• **THE PROBLEM**
Word for word, restate the entries below from their first line through the line that contains "151L345 201L333 182L331".

[Data records]

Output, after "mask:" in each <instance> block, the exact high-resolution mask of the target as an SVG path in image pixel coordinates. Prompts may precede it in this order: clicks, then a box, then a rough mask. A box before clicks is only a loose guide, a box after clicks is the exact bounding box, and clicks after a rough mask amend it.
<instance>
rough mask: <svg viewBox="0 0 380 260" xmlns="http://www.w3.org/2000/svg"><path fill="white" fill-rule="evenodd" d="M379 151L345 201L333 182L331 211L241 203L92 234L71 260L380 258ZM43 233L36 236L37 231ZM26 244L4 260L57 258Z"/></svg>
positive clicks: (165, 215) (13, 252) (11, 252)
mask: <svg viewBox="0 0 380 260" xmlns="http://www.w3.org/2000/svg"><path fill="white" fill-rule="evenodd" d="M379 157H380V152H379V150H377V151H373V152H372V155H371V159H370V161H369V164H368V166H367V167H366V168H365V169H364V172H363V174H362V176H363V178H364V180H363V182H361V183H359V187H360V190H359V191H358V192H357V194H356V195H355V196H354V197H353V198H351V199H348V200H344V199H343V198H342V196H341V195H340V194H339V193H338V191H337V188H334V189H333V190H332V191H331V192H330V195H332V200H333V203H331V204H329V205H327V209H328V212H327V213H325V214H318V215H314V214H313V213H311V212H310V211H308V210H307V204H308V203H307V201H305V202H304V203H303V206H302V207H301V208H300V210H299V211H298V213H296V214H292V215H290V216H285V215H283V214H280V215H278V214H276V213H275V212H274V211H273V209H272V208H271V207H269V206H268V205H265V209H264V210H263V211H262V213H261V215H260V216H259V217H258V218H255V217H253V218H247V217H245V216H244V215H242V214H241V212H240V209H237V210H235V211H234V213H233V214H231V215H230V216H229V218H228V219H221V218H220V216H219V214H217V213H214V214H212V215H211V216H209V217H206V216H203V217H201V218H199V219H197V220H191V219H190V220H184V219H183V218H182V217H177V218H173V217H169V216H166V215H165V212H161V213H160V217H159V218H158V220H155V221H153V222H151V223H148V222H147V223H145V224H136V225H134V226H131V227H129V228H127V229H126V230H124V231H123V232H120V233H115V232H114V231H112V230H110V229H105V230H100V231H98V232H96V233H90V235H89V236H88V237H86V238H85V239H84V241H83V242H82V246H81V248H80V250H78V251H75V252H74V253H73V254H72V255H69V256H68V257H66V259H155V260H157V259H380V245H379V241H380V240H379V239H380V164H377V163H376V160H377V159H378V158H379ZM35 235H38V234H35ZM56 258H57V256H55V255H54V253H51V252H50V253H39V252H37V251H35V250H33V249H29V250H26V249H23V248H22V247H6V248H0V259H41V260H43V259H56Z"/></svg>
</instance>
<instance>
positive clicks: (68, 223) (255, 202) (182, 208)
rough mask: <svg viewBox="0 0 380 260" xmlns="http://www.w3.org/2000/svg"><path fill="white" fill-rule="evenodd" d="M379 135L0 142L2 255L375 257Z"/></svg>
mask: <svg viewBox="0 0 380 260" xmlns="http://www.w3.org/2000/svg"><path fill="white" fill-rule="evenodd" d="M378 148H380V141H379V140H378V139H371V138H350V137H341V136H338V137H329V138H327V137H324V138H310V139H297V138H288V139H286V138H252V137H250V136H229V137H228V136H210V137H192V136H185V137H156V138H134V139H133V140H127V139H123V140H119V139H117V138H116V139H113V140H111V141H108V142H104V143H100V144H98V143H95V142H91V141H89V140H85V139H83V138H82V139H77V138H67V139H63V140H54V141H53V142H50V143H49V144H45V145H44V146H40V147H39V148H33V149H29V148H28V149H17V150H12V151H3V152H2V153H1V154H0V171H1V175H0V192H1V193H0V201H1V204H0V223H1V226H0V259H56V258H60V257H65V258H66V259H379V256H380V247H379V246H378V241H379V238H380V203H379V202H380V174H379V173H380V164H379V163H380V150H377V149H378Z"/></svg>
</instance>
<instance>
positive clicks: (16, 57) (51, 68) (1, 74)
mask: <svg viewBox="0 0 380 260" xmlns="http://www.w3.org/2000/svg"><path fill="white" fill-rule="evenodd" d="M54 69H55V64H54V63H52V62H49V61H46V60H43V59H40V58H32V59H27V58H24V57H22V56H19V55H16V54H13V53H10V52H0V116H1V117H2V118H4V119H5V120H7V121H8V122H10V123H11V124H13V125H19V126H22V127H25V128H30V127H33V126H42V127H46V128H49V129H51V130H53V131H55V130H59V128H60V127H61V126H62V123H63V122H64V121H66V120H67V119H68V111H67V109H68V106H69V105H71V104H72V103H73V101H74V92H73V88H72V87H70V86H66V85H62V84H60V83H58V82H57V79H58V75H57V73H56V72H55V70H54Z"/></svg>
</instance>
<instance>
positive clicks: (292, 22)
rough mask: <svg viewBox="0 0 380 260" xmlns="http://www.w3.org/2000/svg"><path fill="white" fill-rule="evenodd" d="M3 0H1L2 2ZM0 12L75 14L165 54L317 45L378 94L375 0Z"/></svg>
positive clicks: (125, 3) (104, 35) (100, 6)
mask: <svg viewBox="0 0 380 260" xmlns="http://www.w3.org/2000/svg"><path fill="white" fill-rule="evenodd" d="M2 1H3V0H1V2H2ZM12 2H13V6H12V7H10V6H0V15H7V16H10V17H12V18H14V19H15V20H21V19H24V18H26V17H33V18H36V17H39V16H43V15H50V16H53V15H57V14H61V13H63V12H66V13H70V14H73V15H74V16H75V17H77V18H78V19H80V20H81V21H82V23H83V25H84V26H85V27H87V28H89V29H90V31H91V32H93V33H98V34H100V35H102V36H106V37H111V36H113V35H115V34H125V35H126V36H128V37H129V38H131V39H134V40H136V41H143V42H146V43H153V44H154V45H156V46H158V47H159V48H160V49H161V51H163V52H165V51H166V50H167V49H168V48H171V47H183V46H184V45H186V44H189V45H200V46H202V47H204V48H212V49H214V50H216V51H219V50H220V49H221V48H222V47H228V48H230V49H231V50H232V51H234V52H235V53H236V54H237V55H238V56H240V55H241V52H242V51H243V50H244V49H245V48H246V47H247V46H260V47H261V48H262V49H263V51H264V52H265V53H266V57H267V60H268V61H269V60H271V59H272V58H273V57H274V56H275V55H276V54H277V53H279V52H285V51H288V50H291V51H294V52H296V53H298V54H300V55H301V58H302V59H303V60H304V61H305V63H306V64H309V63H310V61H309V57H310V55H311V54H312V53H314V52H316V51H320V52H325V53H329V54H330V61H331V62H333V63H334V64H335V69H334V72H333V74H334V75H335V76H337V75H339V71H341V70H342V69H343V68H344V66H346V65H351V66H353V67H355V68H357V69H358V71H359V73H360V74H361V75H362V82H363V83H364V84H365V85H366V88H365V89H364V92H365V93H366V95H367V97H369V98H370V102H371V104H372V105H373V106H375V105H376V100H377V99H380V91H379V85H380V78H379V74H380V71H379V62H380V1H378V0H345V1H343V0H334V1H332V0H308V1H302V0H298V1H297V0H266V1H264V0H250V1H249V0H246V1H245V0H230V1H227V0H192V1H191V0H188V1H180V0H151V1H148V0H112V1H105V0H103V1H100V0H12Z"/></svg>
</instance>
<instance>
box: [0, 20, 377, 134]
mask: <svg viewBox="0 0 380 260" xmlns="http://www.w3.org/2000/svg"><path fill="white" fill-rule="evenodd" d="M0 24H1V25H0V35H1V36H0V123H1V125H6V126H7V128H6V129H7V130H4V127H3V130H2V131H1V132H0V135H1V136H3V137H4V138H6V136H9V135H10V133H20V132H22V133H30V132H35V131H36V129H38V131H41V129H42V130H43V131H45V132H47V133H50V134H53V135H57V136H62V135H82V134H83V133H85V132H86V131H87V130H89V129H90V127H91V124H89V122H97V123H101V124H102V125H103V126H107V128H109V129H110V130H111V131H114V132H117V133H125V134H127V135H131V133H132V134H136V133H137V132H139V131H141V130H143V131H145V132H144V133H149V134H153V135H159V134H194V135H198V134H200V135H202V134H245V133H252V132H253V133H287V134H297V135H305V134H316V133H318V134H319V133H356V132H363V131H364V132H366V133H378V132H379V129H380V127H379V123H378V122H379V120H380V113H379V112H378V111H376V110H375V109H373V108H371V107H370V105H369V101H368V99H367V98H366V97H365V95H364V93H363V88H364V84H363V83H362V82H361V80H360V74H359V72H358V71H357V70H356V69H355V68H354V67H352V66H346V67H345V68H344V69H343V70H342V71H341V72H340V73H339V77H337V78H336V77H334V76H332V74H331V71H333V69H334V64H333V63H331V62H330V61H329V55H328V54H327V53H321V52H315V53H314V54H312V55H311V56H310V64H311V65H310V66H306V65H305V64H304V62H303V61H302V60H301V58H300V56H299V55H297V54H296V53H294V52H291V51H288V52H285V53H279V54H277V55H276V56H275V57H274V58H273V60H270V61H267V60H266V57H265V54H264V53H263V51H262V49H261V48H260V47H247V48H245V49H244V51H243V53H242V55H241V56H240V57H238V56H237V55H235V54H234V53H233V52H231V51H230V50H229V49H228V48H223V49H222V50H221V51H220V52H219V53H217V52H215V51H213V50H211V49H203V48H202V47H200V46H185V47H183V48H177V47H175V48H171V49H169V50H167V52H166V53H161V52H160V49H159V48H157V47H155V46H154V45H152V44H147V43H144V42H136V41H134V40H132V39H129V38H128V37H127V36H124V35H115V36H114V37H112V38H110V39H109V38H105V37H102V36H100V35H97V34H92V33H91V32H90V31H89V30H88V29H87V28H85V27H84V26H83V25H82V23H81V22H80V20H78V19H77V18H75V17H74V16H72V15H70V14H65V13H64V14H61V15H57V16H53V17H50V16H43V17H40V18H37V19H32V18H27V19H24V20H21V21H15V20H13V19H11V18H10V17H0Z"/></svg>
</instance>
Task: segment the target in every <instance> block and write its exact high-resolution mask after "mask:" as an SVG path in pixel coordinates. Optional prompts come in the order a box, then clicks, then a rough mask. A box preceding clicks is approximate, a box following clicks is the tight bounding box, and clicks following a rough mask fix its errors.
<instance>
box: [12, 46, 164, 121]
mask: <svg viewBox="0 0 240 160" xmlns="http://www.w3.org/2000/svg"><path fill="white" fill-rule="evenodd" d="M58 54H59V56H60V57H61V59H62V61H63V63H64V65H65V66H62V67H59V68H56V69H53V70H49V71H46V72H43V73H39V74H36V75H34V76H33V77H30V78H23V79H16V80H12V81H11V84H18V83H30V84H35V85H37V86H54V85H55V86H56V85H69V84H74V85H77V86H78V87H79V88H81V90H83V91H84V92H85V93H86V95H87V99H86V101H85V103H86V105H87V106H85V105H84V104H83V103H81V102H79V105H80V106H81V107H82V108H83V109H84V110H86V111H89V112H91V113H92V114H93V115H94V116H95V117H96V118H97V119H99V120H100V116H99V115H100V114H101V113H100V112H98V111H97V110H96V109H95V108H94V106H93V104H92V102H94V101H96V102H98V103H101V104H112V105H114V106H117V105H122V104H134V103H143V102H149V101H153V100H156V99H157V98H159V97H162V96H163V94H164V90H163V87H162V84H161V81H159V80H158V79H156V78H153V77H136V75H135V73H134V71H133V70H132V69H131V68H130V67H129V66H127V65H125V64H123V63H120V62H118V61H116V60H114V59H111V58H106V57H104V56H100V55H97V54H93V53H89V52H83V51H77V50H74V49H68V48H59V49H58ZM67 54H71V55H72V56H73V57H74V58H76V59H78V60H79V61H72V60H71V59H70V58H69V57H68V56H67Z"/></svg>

• **EXERCISE OUTPUT**
Output, after "mask:" in each <instance> block, the exact high-resolution mask of the target as an SVG path in image pixel coordinates. Prompts may precede it in this order: clicks, then a box, then a rough mask. A box before clicks is only a loose guide, a box after clicks is the exact bounding box, and clicks after a rough mask amend it.
<instance>
rough mask: <svg viewBox="0 0 380 260" xmlns="http://www.w3.org/2000/svg"><path fill="white" fill-rule="evenodd" d="M379 151L345 201L333 182L331 211L241 203L92 234L71 260L380 258ZM43 233L36 236L37 231ZM26 244L4 260L57 258Z"/></svg>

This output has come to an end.